* Given instruction *
Pick out each line in the material below that contains the word "Apply" and copy those lines in full.

-- Start of Provided records --

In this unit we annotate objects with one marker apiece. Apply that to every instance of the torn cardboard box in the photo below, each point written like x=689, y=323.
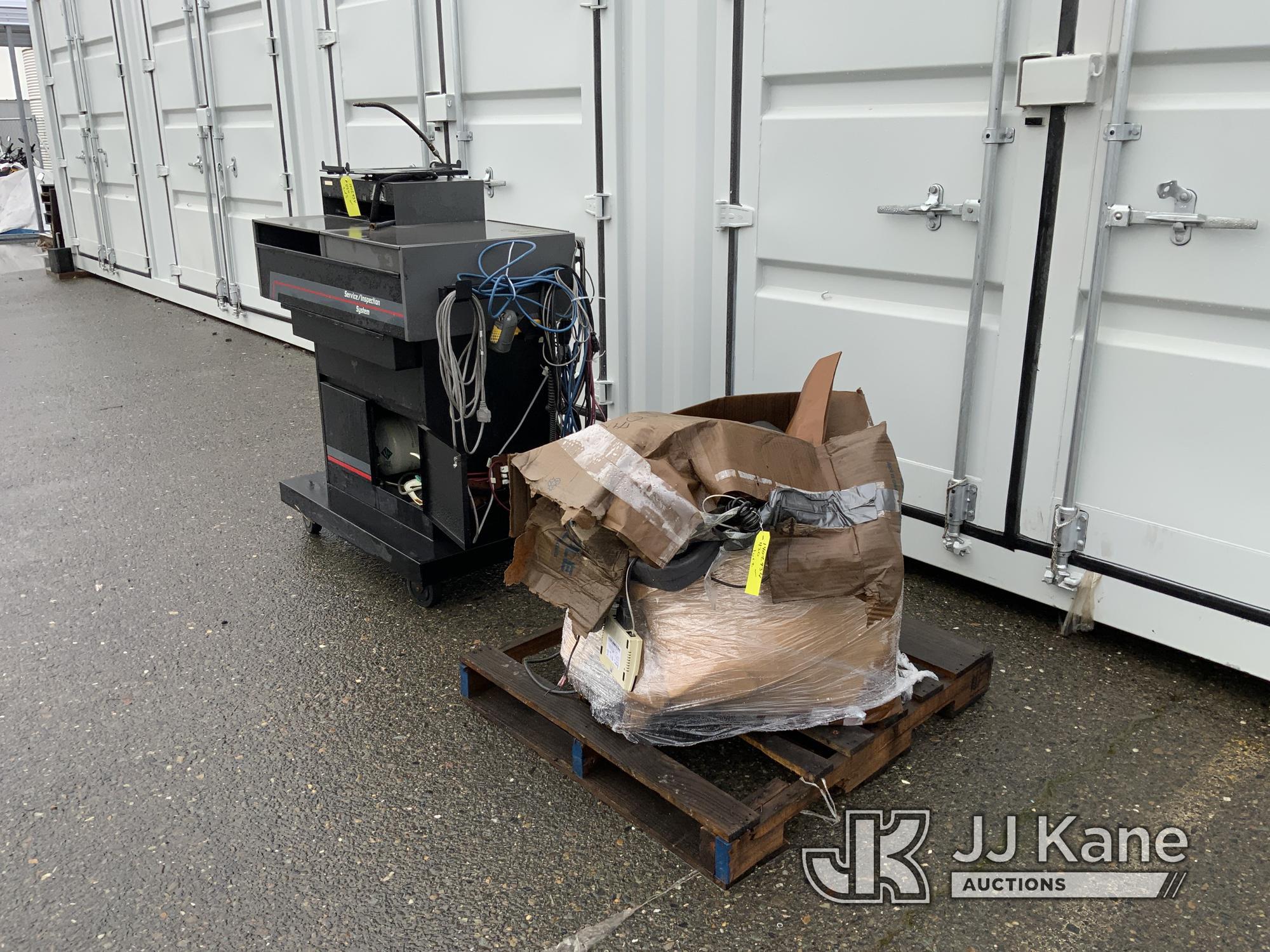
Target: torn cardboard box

-- End of Provided records --
-- Start of Provided records --

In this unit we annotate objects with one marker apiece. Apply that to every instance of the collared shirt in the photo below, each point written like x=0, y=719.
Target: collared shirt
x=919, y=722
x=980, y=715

-- End of Provided records --
-- Start of Provided records --

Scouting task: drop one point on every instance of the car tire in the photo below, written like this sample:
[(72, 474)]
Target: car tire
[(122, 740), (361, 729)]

-- End of Provided records --

* Task result *
In this unit we annotate objects with one marker apiece. Apply that to every instance of the torn cardboard box in the photo below, each point written like x=689, y=323.
In this unit we annotate objects with one marker apiece. Apply that to every instance of the collared shirt in the photo below, each point written like x=0, y=719.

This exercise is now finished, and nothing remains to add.